--- Work to be completed ---
Copy every record below exactly as written, but leave out the pictures.

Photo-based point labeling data
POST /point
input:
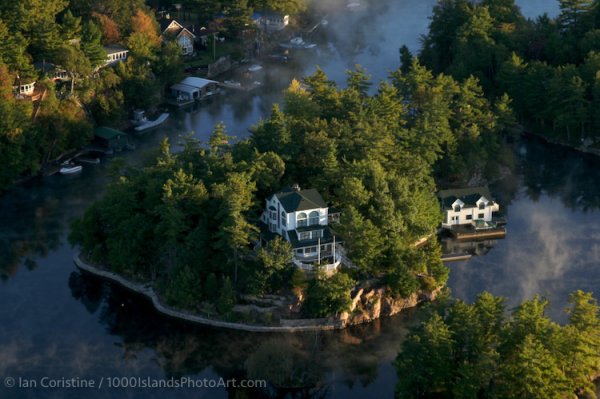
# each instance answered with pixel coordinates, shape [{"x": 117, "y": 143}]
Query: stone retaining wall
[{"x": 373, "y": 303}]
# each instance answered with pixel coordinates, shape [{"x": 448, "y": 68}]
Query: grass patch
[{"x": 205, "y": 57}]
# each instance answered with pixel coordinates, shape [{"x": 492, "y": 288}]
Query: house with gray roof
[
  {"x": 467, "y": 206},
  {"x": 302, "y": 217},
  {"x": 173, "y": 30}
]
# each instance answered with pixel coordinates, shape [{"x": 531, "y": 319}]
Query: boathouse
[
  {"x": 467, "y": 206},
  {"x": 192, "y": 88}
]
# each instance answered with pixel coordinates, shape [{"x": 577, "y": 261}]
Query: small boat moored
[
  {"x": 150, "y": 124},
  {"x": 297, "y": 43},
  {"x": 70, "y": 169},
  {"x": 90, "y": 160}
]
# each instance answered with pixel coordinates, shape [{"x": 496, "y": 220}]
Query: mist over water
[{"x": 55, "y": 321}]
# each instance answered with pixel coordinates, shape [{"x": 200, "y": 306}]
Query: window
[
  {"x": 302, "y": 220},
  {"x": 313, "y": 218}
]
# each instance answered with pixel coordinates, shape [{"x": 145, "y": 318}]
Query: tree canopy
[{"x": 475, "y": 350}]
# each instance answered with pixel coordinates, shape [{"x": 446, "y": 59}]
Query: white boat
[
  {"x": 232, "y": 83},
  {"x": 70, "y": 169},
  {"x": 150, "y": 124},
  {"x": 90, "y": 160},
  {"x": 297, "y": 43}
]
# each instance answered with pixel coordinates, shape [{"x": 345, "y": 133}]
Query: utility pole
[{"x": 214, "y": 46}]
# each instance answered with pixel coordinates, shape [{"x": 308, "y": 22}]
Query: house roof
[
  {"x": 196, "y": 82},
  {"x": 302, "y": 200},
  {"x": 469, "y": 196},
  {"x": 108, "y": 133},
  {"x": 166, "y": 23},
  {"x": 184, "y": 88},
  {"x": 114, "y": 48}
]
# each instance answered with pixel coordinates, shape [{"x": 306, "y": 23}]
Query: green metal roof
[
  {"x": 108, "y": 133},
  {"x": 468, "y": 195},
  {"x": 302, "y": 200}
]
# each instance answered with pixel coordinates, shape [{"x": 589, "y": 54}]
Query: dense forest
[
  {"x": 71, "y": 35},
  {"x": 548, "y": 67},
  {"x": 189, "y": 219},
  {"x": 475, "y": 351}
]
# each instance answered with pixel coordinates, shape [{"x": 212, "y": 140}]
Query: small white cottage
[
  {"x": 467, "y": 206},
  {"x": 301, "y": 217}
]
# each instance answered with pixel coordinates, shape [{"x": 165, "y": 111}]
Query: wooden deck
[
  {"x": 465, "y": 232},
  {"x": 455, "y": 257}
]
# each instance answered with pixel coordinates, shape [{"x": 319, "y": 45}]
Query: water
[{"x": 55, "y": 322}]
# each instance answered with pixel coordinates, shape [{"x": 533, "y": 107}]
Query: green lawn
[{"x": 203, "y": 58}]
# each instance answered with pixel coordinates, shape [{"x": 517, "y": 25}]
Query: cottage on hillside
[
  {"x": 173, "y": 30},
  {"x": 115, "y": 53},
  {"x": 24, "y": 88},
  {"x": 467, "y": 206},
  {"x": 301, "y": 217},
  {"x": 271, "y": 21}
]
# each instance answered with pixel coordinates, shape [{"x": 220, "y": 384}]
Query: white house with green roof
[
  {"x": 467, "y": 206},
  {"x": 301, "y": 217}
]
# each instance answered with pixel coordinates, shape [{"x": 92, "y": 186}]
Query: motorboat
[
  {"x": 70, "y": 169},
  {"x": 297, "y": 43},
  {"x": 150, "y": 124}
]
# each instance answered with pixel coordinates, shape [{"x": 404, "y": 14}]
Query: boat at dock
[
  {"x": 70, "y": 169},
  {"x": 89, "y": 160},
  {"x": 151, "y": 124},
  {"x": 297, "y": 43}
]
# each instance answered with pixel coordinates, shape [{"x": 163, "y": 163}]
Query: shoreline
[{"x": 144, "y": 289}]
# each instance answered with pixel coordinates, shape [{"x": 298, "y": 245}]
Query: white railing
[{"x": 327, "y": 267}]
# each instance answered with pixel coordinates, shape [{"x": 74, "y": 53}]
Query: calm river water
[{"x": 56, "y": 323}]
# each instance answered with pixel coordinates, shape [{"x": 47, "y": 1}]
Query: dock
[
  {"x": 240, "y": 87},
  {"x": 456, "y": 257},
  {"x": 469, "y": 233}
]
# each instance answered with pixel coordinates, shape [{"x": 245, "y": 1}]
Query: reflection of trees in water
[
  {"x": 27, "y": 235},
  {"x": 295, "y": 365},
  {"x": 568, "y": 175}
]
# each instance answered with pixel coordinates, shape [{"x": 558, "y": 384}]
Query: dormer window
[
  {"x": 313, "y": 218},
  {"x": 302, "y": 219}
]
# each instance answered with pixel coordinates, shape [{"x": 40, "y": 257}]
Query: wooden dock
[
  {"x": 456, "y": 257},
  {"x": 463, "y": 232},
  {"x": 240, "y": 87}
]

--- Solution to the exercise ---
POST /point
input:
# each instance answered with pixel coordinates, shape [{"x": 117, "y": 143}]
Query: stone retaining wall
[{"x": 373, "y": 303}]
# each instance answered with pixel coordinates, shape [{"x": 448, "y": 68}]
Query: grass patch
[{"x": 205, "y": 57}]
# each instance answered with pixel coordinates, shape [{"x": 492, "y": 288}]
Query: house with gray roof
[
  {"x": 467, "y": 206},
  {"x": 302, "y": 217},
  {"x": 173, "y": 30}
]
# each instance answered with pixel coordinates, shape [{"x": 531, "y": 319}]
Query: boathouse
[
  {"x": 467, "y": 206},
  {"x": 192, "y": 88}
]
# each instance answered with pixel coordinates, shape [{"x": 577, "y": 261}]
Query: small boat moored
[
  {"x": 150, "y": 124},
  {"x": 297, "y": 43},
  {"x": 70, "y": 169},
  {"x": 90, "y": 160}
]
# each instance answered with pixel coordinates, shape [{"x": 496, "y": 220}]
Query: mist over water
[{"x": 55, "y": 321}]
# each instance answered with pixel coordinates, shape [{"x": 200, "y": 306}]
Query: window
[
  {"x": 302, "y": 220},
  {"x": 313, "y": 218}
]
# each instance answered with pixel coordinates, shape [{"x": 145, "y": 318}]
Query: tree canopy
[{"x": 475, "y": 350}]
# each instance answered with pixel coordinates, shape [{"x": 446, "y": 59}]
Query: white boat
[
  {"x": 232, "y": 83},
  {"x": 70, "y": 169},
  {"x": 150, "y": 124},
  {"x": 90, "y": 160},
  {"x": 297, "y": 43}
]
# each instance answered with pixel coordinates, shape [{"x": 345, "y": 133}]
Query: utility pole
[{"x": 214, "y": 46}]
# each instance answered with pixel coordinates, shape [{"x": 308, "y": 22}]
Query: house roof
[
  {"x": 196, "y": 82},
  {"x": 302, "y": 200},
  {"x": 469, "y": 196},
  {"x": 108, "y": 133},
  {"x": 166, "y": 23},
  {"x": 184, "y": 88},
  {"x": 114, "y": 48}
]
# each instance answered with pixel coordinates, shape [{"x": 306, "y": 23}]
Query: green metal roof
[
  {"x": 108, "y": 133},
  {"x": 468, "y": 195},
  {"x": 302, "y": 200}
]
# each instance answered with pixel coordinates, shape [{"x": 589, "y": 54}]
Query: dense forest
[
  {"x": 71, "y": 35},
  {"x": 548, "y": 67},
  {"x": 189, "y": 219},
  {"x": 475, "y": 351}
]
# each instance answered with pixel coordinates, shape [{"x": 212, "y": 140}]
Query: small white cottage
[
  {"x": 467, "y": 206},
  {"x": 301, "y": 217}
]
# each instance answered with pixel coordinates, shape [{"x": 165, "y": 111}]
Query: wooden deck
[
  {"x": 465, "y": 232},
  {"x": 455, "y": 257}
]
# each instance answered with pixel coordinates, shape [{"x": 319, "y": 45}]
Query: water
[{"x": 55, "y": 322}]
# each instance answered with pixel coordinates, shape [{"x": 533, "y": 107}]
Query: green lawn
[{"x": 203, "y": 58}]
# each instance answered with pixel coordinates, shape [{"x": 517, "y": 25}]
Query: cottage on hillside
[
  {"x": 173, "y": 30},
  {"x": 115, "y": 53},
  {"x": 24, "y": 88},
  {"x": 467, "y": 206},
  {"x": 301, "y": 217},
  {"x": 271, "y": 21}
]
# each instance answered with pixel coordinates, shape [{"x": 220, "y": 384}]
Query: white house with green roof
[
  {"x": 467, "y": 206},
  {"x": 301, "y": 217}
]
# each instance answered with pixel coordinates, shape [{"x": 92, "y": 186}]
Query: motorboat
[
  {"x": 70, "y": 169},
  {"x": 297, "y": 43},
  {"x": 150, "y": 124}
]
# each instance answered with pixel coordinates, shape [{"x": 404, "y": 14}]
Query: boat at dock
[
  {"x": 70, "y": 169},
  {"x": 89, "y": 160},
  {"x": 151, "y": 124},
  {"x": 297, "y": 43}
]
# each instance answered with pixel coordinates, shape [{"x": 163, "y": 163}]
Query: shoreline
[{"x": 144, "y": 289}]
# each instance answered with pixel coordinates, shape [{"x": 298, "y": 245}]
Query: white railing
[{"x": 327, "y": 267}]
# each instance answered with pixel coordinates, shape [{"x": 74, "y": 53}]
Query: calm river water
[{"x": 56, "y": 323}]
# each instance answered with pixel coordinates, shape [{"x": 47, "y": 1}]
Query: dock
[
  {"x": 240, "y": 87},
  {"x": 456, "y": 257},
  {"x": 469, "y": 233}
]
# each instance answered with pixel coordinates, shape [{"x": 245, "y": 1}]
Query: reflection of trees in water
[
  {"x": 27, "y": 235},
  {"x": 295, "y": 365},
  {"x": 568, "y": 175}
]
# each instance answered with pixel coordinates, shape [{"x": 558, "y": 384}]
Query: dormer window
[
  {"x": 313, "y": 218},
  {"x": 302, "y": 219}
]
# each instance answered with pixel coordinates, shape [{"x": 40, "y": 257}]
Query: wooden dock
[
  {"x": 456, "y": 257},
  {"x": 463, "y": 232},
  {"x": 240, "y": 87}
]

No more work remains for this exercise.